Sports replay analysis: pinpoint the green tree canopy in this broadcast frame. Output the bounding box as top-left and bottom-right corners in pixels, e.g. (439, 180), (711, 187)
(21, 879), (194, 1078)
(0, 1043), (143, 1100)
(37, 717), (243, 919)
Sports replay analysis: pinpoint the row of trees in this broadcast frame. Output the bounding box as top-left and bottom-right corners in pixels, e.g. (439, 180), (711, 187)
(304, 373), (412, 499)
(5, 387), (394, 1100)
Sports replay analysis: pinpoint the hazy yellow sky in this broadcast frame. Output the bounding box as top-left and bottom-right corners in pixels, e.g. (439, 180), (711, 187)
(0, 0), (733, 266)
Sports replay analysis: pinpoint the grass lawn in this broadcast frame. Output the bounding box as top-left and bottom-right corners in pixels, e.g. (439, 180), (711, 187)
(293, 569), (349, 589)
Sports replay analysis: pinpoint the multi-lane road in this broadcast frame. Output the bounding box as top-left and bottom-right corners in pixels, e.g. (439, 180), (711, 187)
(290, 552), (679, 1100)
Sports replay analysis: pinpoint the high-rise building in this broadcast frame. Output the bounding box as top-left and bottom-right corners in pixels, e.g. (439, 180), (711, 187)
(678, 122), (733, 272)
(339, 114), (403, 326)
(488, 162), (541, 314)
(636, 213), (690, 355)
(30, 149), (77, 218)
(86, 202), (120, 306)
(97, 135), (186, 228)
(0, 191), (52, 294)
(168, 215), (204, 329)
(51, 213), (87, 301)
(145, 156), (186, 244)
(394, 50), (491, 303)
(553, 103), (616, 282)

_Short exercise_
Render every line of the records above as one numbered list, omitting any blank lines.

_Exercise answer_
1. Sports replay analysis: pinpoint the green tree canopy in this broadcast frame. Output the bounding box as top-left and bottom-right corners in pixels, e.g. (439, 180), (711, 187)
2. (21, 879), (194, 1078)
3. (0, 1043), (143, 1100)
4. (37, 717), (243, 919)
5. Sports replay analysis: pinpoint the row of trees in this broadcast frame. Output the bounding box as top-left and bottom-right corners in pixels, e.g. (439, 180), (711, 187)
6. (304, 373), (412, 499)
7. (5, 387), (394, 1100)
8. Sports replay analysis: pinpoint the hazy yellow sky in this broadcast frame. Output the bounding box as top-left and bottom-right corners in pixels, e.g. (439, 180), (711, 187)
9. (0, 0), (733, 266)
10. Sports replay analysis: pinpoint the grass lawn in this broadcast frame. Output the bounding box as top-left and bottom-right corners in pixels, e.g. (439, 180), (711, 187)
11. (293, 569), (349, 589)
12. Sports replay analysis: pinpoint the multi-lane road in this broadcast frame. Output the bounding box as top-left and bottom-right corners in pixels, e.g. (439, 180), (711, 187)
13. (290, 552), (679, 1100)
14. Sports replay analysis: pinpoint the high-rise building in this broadcast frame. Output the bounding box as top-left and bottom-right corners in pixels, e.g. (439, 180), (711, 187)
15. (678, 122), (733, 272)
16. (339, 114), (403, 326)
17. (488, 162), (541, 314)
18. (636, 213), (690, 355)
19. (30, 149), (77, 218)
20. (86, 202), (120, 306)
21. (97, 135), (186, 228)
22. (0, 191), (52, 294)
23. (168, 215), (204, 329)
24. (51, 213), (87, 301)
25. (145, 156), (186, 244)
26. (394, 50), (491, 303)
27. (553, 103), (616, 282)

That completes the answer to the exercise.